─── Extrait du document

Intervention de Laurent Ridel

Réunion du jeudi 12 janvier 2023 à 9h35
Commission d'enquête chargée de faire la lumière sur les dysfonctionnements au sein de l'administration pénitentiaire et de l'appareil judiciaire ayant conduit à l'assassinat d'un détenu le 2 mars 2022 à la maison centrale d'arles

Laurent Ridel, directeur de l'administration pénitentiaire :

En 2019, je n'étais pas le directeur de l'administration pénitentiaire. Je n'ai pas connu cette procédure. En revanche, je connais bien le fonctionnement des quartiers d'évaluation de la radicalisation, pour les avoir mis en œuvre, notamment en Île-de-France.

En tant que directeur de l'administration pénitentiaire, j'ai été saisi dans une forme qui ne respectait pas la procédure que j'avais moi-même précisée. Mes services ont été saisis d'une demande d'évaluation en QER de Franck Elong Abé fin janvier 2022. Cette demande a fait l'objet d'une réponse, et devait conduire à une évaluation en QER au printemps.

Concernant les autres demandes, et notamment celle qui émanait de Condé-sur-Sarthe à l'été 2019, la motivation du refus d'admission en QER s'en tient aux avis négatifs des magistrats antiterroristes. Vous avez raison de dire que ces avis ne lient pas l'administration pénitentiaire. Depuis, nous avons clairement reprécisé les choses. Il faudra interroger les personnes qui étaient en responsabilité à l'époque.

D'après mon expérience des détenus terroristes et des QER, je pense que l'évaluation de Franck Elong Abé aurait été extrêmement compliquée, voire impossible, en 2019, et cela pour deux raisons, dont l'une est son niveau de dangerosité. À Condé-sur-Sarthe, son isolement n'a jamais été levé, car il avait provoqué dix à quinze incidents disciplinaires en juillet-août 2019. La deuxième raison est que les QER pratiquent une évaluation pénitentiaire, mais pas une évaluation psychiatrique. M. Elong Abé était pendant cette période en phase de décompensation et de crise psychiatrique, marquée par des tentatives de suicide et de mise à feu des cellules.

──────

**Série d'exercices:**
1. Les affirmations (a), (b) et (c) sont-elles conformes à l'intervention de Laurent Ridel ? Répondez par oui ou par non, en citant à l'identique les mots du texte qui permettent de trancher. (a) Laurent Ridel dirigeait déjà l'administration pénitentiaire en 2019. (b) Une demande d'évaluation en QER de Franck Elong Abé est parvenue à ses services fin janvier 2022. (c) Les QER procèdent à une évaluation psychiatrique des détenus.
2. Poursuivez l'intervention de Laurent Ridel après sa dernière phrase.
La liste qui suit n'intervient dans aucun exercice.

─── Données extraites

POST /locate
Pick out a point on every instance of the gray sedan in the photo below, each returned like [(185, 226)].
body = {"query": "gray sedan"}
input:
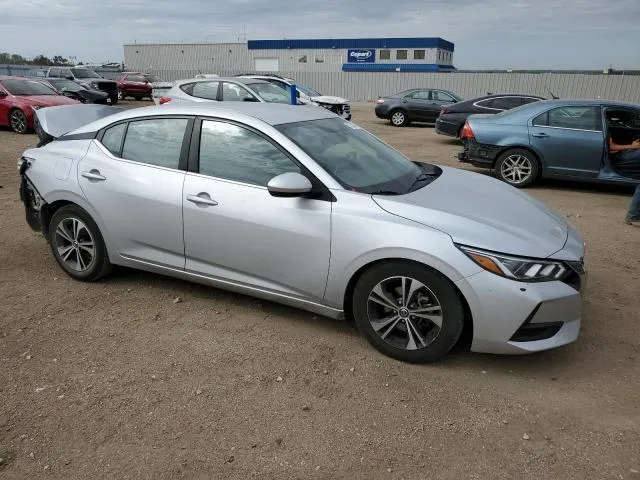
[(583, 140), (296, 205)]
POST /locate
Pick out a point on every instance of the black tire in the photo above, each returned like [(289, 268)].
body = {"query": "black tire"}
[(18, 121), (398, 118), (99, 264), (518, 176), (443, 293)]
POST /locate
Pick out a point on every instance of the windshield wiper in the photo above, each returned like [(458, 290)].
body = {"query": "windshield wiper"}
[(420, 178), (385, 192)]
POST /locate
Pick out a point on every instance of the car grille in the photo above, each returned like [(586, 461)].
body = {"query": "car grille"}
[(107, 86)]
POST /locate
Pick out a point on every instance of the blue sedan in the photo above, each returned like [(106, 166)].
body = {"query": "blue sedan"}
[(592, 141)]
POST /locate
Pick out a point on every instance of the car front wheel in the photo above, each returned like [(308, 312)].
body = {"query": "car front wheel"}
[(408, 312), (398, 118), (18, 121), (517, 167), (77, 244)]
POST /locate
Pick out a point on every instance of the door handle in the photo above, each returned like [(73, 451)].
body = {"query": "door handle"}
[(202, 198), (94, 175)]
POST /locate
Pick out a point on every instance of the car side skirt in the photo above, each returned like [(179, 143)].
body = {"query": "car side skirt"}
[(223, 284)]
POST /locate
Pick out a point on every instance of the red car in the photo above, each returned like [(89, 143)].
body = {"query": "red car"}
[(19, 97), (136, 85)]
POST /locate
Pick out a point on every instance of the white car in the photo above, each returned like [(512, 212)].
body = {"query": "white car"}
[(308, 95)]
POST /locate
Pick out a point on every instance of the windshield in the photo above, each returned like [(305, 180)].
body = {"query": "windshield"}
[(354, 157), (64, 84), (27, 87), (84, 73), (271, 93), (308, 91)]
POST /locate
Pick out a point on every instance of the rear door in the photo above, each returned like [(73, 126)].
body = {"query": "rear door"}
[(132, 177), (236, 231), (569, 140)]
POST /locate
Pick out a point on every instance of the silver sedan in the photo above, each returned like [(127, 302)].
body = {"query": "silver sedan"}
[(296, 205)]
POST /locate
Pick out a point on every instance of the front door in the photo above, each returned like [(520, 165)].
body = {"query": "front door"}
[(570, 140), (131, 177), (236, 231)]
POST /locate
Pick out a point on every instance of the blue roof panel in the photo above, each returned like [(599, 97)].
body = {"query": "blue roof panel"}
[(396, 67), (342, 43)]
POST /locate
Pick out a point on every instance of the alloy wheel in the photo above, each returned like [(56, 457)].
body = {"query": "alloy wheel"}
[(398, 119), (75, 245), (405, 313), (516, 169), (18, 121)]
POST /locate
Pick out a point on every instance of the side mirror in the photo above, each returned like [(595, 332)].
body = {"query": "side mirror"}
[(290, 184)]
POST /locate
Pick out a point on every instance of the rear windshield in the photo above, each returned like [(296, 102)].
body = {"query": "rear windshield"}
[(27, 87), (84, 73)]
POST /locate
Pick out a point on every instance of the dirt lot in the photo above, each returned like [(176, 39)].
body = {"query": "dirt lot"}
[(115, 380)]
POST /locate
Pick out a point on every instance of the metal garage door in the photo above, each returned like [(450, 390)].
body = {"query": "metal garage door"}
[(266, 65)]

──────
─── Données extraites

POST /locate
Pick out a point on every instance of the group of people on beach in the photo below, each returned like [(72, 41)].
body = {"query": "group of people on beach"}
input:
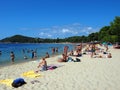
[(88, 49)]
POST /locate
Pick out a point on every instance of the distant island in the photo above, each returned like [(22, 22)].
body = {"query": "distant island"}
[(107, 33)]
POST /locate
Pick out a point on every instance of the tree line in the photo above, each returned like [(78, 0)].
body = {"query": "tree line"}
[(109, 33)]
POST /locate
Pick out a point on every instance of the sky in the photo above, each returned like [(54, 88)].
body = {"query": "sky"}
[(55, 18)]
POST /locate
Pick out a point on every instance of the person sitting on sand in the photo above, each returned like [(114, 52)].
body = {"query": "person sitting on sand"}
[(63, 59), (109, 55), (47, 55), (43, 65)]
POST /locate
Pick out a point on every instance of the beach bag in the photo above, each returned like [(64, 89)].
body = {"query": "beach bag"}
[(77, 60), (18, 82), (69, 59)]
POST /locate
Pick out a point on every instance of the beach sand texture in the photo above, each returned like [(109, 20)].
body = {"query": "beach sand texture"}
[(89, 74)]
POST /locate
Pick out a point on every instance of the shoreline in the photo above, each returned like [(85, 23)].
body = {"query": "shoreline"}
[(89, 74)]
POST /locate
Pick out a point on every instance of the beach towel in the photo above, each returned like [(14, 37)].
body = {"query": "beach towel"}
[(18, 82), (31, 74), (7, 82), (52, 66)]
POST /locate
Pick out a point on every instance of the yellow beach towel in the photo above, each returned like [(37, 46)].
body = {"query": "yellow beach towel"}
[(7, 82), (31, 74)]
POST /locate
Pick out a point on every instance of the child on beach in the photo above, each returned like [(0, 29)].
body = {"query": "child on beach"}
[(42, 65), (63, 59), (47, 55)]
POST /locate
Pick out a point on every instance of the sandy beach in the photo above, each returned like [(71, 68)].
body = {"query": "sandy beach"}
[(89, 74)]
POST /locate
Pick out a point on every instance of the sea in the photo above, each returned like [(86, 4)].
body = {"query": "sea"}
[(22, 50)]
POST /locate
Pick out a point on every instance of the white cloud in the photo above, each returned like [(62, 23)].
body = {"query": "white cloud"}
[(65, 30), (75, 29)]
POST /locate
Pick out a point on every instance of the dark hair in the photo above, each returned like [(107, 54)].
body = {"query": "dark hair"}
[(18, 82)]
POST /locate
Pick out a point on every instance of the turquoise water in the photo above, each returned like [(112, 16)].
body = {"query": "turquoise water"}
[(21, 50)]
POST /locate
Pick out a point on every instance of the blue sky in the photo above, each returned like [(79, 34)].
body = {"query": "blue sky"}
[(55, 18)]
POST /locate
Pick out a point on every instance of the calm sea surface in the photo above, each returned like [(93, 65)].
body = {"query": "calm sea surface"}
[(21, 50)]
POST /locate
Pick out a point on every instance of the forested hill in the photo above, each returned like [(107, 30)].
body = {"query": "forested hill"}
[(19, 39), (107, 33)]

──────

**Corrigé des activités:**
1.
(a) Non : « En 2019, je n'étais pas le directeur de l'administration pénitentiaire. »
(b) Oui : « Mes services ont été saisis d'une demande d'évaluation en QER de Franck Elong Abé fin janvier 2022. »
(c) Non : « les QER pratiquent une évaluation pénitentiaire, mais pas une évaluation psychiatrique. »

2.
Je rappelle que le contexte de 2019 était particulier. Deux attentats ont été commis par des détenus terroristes. Il est compréhensible que le risque n'ait pas été pris, et que l'on ait attendu une forme de retour à l'équilibre en quartier d'isolement avant de pratiquer l'évaluation. Ce ne sont certes pas les motivations qui se lisent dans la décision de l'administration centrale. Je vous livre mon analyse de responsable pénitentiaire de terrain.

La deuxième évaluation est sollicitée en mars 2020, c'est-à-dire au début de la crise du covid, qui a fortement ébranlé l'administration pénitentiaire. M. Elong Abé était arrivé à Arles en octobre 2019 et placé au quartier d'isolement. C'est un détenu difficile, son comportement n'est pas parfait, mais l'on note une amélioration sensible, notamment par rapport à la période de crise dont j'ai parlé. Il est alors prévu de lever l'isolement et de placer Franck Elong Abé dans le quartier spécifique d'intégration, où nous accompagnons les détenus qui sortent d'une période d'isolement relativement longue. Il a donc été décidé de tenter cette prise en charge très rapprochée, ce qui a plutôt fonctionné dans un premier temps, l'isolement ayant été levé dix mois plus tard.

Les deux autres demandes ne sont pas parvenues à l'administration centrale. La quatrième demande, elle, lui est parvenue par mail, ce qui n'est pas conforme à la consigne habituelle, mais elle a tout de même été traitée.